>> Begin Page text
# Interactive 2-Level Plotly Explorer

**What is this notebook?**  
This is an **interactive data exploration tool** built with **Plotly** and **ipywidgets** for the **Bank Marketing dataset**.  
It allows you to investigate the data through two levels of selection:
1. **Group** → a category of related variables (Demography, Finance & Credit, Current contact, History)  
2. **Variable** → a specific feature within that group.

**Why was it created?**  
To **quickly analyze and compare** how different customer attributes relate to the target variable `y` (whether the client subscribed to a term deposit).  
It removes repetitive coding by letting you switch variables instantly, which speeds up **Exploratory Data Analysis (EDA)** and makes it more visual and interactive.

**Who is it for?**  
- **For us, the data scientists project team** exploring the dataset before modeling,  looking for customer insights and patterns.

**When should you use it?**  
During the **EDA phase** of your project, when you want to:  
- Understand variable distributions.  
- Identify trends, patterns, or outliers.  
- Compare numeric vs categorical features in relation to the target.

**Where can it be used?**  
In any **Jupyter Notebook environment** (local, JupyterLab, Google Colab ) as part of our data science workflow.

**Inputs**  
- CSV file: `bank-full.csv` with all relevant columns.  
- Group selection (Demography, Finance & Credit, Current contact, History).  
- Variable selection within the chosen group.

**How does it work?**  
1. **Choose a Group** in the first dropdown menu.  
2. The **Variable menu** updates automatically to show only the variables in that group.  
3. The notebook detects the variable type:  
   - **Numeric** → grouped histogram or box plot.  
   - **Categorical** → stacked bar chart.  
4. Visuals use a **consistent color scheme** (green = "Yes", orange = "No") and clear legends.  
5. Results update **instantly** when you change selections, allowing rapid comparisons.


**Outputs**  
- An **interactive Plotly chart** adapted to the selected variable type.
>> End Page text
> What you should do: From the explorer description, reproduce the passage starting at "- Variable selection" and ending at "allowing rapid comparisons.". Rely on the explorer description only.
>> Begin Entries supplied
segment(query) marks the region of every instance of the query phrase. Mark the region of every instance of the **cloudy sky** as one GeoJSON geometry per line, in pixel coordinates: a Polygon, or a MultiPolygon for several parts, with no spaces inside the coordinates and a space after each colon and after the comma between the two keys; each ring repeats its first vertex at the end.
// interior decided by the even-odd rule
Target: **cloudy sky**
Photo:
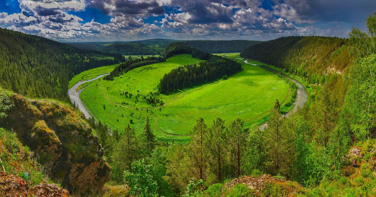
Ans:
{"type": "Polygon", "coordinates": [[[375,0],[0,0],[0,26],[61,41],[347,37],[375,0]]]}

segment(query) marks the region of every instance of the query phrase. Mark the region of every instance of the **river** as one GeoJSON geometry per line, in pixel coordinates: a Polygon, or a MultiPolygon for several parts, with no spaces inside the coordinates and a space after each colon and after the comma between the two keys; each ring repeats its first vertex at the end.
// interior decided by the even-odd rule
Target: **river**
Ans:
{"type": "Polygon", "coordinates": [[[71,88],[68,90],[68,95],[69,95],[69,98],[70,98],[71,101],[72,101],[72,103],[76,103],[76,105],[78,106],[78,108],[79,109],[80,111],[81,111],[85,115],[85,116],[86,118],[91,118],[91,116],[90,116],[90,113],[89,113],[89,111],[88,111],[85,107],[83,105],[83,104],[82,104],[82,102],[81,101],[81,99],[80,99],[80,93],[81,93],[81,91],[82,91],[84,89],[82,89],[78,90],[76,91],[77,88],[78,87],[80,86],[81,84],[83,84],[88,81],[94,81],[96,79],[99,79],[103,76],[107,75],[109,74],[109,73],[107,74],[103,74],[103,75],[101,75],[94,79],[89,79],[87,81],[80,81],[78,83],[74,84],[74,86],[72,87],[71,88]]]}
{"type": "MultiPolygon", "coordinates": [[[[295,79],[292,78],[288,75],[283,73],[282,72],[277,70],[273,69],[270,67],[264,65],[255,64],[251,64],[250,63],[248,63],[247,60],[244,60],[243,59],[241,59],[240,58],[236,58],[236,59],[238,59],[240,60],[244,60],[244,62],[246,64],[252,64],[255,66],[259,66],[261,68],[268,70],[268,71],[272,72],[275,73],[279,73],[283,77],[285,77],[289,80],[295,83],[298,86],[298,90],[296,94],[296,98],[295,99],[295,102],[294,102],[294,108],[290,111],[293,112],[296,111],[298,110],[298,108],[299,107],[301,108],[304,105],[304,104],[307,101],[307,97],[308,96],[308,93],[307,92],[307,90],[306,90],[304,86],[300,83],[299,81],[296,80],[295,79]]],[[[69,98],[70,98],[71,101],[72,101],[72,103],[76,103],[76,105],[78,107],[79,109],[85,115],[85,116],[87,118],[91,118],[91,116],[89,113],[89,111],[87,110],[86,108],[85,108],[82,104],[82,102],[81,101],[81,99],[80,99],[80,93],[81,93],[81,91],[82,91],[83,89],[80,90],[78,91],[76,91],[76,90],[77,88],[82,84],[83,84],[88,81],[94,81],[97,79],[99,79],[102,77],[103,76],[109,75],[109,73],[104,74],[103,75],[101,75],[94,79],[91,79],[88,80],[87,81],[79,81],[77,83],[74,84],[74,86],[71,88],[70,89],[68,90],[68,94],[69,95],[69,98]]],[[[289,113],[287,113],[284,116],[285,117],[288,118],[289,113]]],[[[264,124],[260,125],[259,128],[260,130],[265,130],[265,128],[267,126],[267,123],[264,123],[264,124]]]]}
{"type": "MultiPolygon", "coordinates": [[[[237,59],[244,60],[244,59],[241,58],[237,59]]],[[[307,97],[308,96],[308,92],[307,92],[307,90],[306,89],[304,86],[303,86],[303,84],[302,84],[302,83],[301,83],[300,81],[297,81],[295,79],[289,76],[282,72],[281,72],[280,71],[273,69],[273,68],[268,66],[267,66],[265,65],[255,64],[254,64],[248,63],[247,60],[244,61],[244,62],[249,64],[252,64],[259,66],[264,70],[266,70],[273,73],[279,74],[282,77],[287,78],[290,81],[295,83],[295,84],[296,84],[298,86],[298,90],[296,93],[296,98],[295,99],[295,102],[294,102],[294,104],[295,106],[294,106],[294,108],[290,111],[290,112],[293,111],[293,112],[295,112],[295,111],[296,111],[298,110],[298,107],[299,108],[302,108],[303,107],[303,106],[304,105],[304,104],[305,104],[306,102],[307,102],[308,100],[307,97]]],[[[284,116],[286,118],[288,118],[290,114],[290,112],[289,112],[288,113],[284,115],[284,116]]],[[[260,125],[259,128],[260,130],[263,131],[265,129],[265,128],[267,126],[267,125],[268,124],[267,124],[264,123],[264,124],[260,125]]]]}

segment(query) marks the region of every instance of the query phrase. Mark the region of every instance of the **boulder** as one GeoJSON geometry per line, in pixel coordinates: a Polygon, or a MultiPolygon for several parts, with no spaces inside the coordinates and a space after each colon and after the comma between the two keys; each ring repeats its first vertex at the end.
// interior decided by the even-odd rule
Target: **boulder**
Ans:
{"type": "Polygon", "coordinates": [[[17,94],[8,126],[35,152],[50,177],[57,177],[70,192],[97,194],[109,178],[97,137],[80,113],[55,101],[31,100],[17,94]]]}

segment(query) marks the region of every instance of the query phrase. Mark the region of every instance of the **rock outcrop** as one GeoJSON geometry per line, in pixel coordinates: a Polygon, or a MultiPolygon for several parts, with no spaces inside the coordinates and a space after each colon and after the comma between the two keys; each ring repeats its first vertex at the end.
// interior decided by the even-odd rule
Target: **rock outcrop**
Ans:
>> End Entries supplied
> The output:
- Variable selection within the chosen group.

**How does it work?**  
1. **Choose a Group** in the first dropdown menu.  
2. The **Variable menu** updates automatically to show only the variables in that group.  
3. The notebook detects the variable type:  
   - **Numeric** → grouped histogram or box plot.  
   - **Categorical** → stacked bar chart.  
4. Visuals use a **consistent color scheme** (green = "Yes", orange = "No") and clear legends.  
5. Results update **instantly** when you change selections, allowing rapid comparisons.